* _Page extract_:
Kirsty Ellen Duncan  (born October 31, 1966) is a Canadian politician and medical geographer from Ontario, Canada. Duncan is the Member of Parliament (MP) for the Toronto riding of Etobicoke North, and served as deputy leader of the government in the House of Commons. Duncan has previously served as minister of science and minister of sport and persons with disabilities. She has published a book about her 1998 expedition to uncover the cause of the 1918 Spanish flu epidemic.

Early life and education
After graduating from Kipling Collegiate Institute in 1985 as an Ontario scholar, Duncan studied geography and anthropology at the University of Toronto. She then entered graduate school at the University of Edinburgh in Scotland, and completed a Doctor of Philosophy (Ph.D.) degree in geography in 1992.

Duncan said that she was emotionally and psychologically abused during her time as a gymnast. According to Duncan, after starting gymnastics at age six, she was repeatedly called fat despite being a normal weight. She developed unhealthy eating habits to avoid gaining wait and by her second year of undergrad, had damaged her stomach lining.

Academic career
Duncan was an associate professor of Health Studies at the University of Toronto, where she taught global environmental processes and medical geography. Duncan is the former research director for the AIC Institute of Corporate Citizenship at the Rotman School of Management. As well, Duncan served on the Intergovernmental Panel on Climate Change, an organization which won the Nobel Prize in 2007.

From 1993 to 2000, Duncan taught meteorology, climatology and climate change at the University of Windsor. In 1992, as she became aware of the increasing probability of a global flu crisis, she was led to investigate the cause of the similar 1918 Spanish flu pandemic, saying, "I was horrified we didn’t know what caused Spanish flu, and also knew that if we could find fragments of the virus, we might be able to find a better flu vaccine".

Though at the time she "knew nothing about influenza", she began what she called a "six-month crash course in virology". Eventually, she began searching for possible frozen samples of lung and brain tissue that might contain the virus. Her initial thoughts led her to think of Alaska, as it contains large areas of permafrost, which would leave the viruses intact, but the search proved fruitless.

* _Data for analysis_:
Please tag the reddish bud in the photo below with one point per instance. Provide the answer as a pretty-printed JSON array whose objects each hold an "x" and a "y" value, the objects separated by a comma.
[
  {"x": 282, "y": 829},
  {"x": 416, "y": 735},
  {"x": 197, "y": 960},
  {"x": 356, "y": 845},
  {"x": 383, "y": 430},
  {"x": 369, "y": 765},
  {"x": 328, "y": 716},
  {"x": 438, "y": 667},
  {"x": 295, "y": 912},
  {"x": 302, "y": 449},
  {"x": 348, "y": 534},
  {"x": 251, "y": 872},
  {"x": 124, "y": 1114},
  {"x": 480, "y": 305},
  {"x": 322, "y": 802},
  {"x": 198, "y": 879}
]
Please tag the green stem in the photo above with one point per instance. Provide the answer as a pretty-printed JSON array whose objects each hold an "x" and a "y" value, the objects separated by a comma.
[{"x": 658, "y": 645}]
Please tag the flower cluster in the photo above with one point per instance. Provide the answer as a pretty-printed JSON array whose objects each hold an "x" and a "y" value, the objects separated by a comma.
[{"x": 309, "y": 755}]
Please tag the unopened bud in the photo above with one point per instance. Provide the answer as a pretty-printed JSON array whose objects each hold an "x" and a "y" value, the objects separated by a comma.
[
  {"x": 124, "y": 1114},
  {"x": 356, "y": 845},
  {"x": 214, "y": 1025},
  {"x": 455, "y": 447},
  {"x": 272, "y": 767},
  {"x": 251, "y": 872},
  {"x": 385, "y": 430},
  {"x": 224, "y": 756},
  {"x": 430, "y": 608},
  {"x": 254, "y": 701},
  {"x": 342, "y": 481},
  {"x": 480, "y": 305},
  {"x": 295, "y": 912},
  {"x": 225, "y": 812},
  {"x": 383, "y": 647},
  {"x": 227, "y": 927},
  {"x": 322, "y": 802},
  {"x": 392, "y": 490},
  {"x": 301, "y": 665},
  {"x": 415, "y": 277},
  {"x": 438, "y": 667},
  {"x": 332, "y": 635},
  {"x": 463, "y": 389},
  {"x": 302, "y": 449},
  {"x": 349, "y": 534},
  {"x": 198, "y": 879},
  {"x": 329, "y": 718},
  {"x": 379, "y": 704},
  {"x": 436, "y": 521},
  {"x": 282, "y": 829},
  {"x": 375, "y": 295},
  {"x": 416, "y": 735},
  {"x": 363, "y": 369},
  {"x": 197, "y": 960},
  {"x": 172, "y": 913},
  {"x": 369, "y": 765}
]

* _Tasks to carry out_:
**A.** Summarize the Kirsty Duncan text in two sentences.
**B.** Transcribe the part of the Kirsty Duncan text that begins at the words "Duncan said that" and stops after "her stomach lining.".

* _Responses per task_:
**A.** Kirsty Ellen Duncan is a Canadian politician and medical geographer who is the MP for the Toronto riding of Etobicoke North and has served as deputy leader of the government in the House of Commons, minister of science, and minister of sport and persons with disabilities. She earned a Ph.D. in geography from the University of Edinburgh, taught at the University of Windsor and the University of Toronto, and set out to find the cause of the 1918 Spanish flu, publishing a book about her 1998 expedition.

**B.**
Duncan said that she was emotionally and psychologically abused during her time as a gymnast. According to Duncan, after starting gymnastics at age six, she was repeatedly called fat despite being a normal weight. She developed unhealthy eating habits to avoid gaining wait and by her second year of undergrad, had damaged her stomach lining.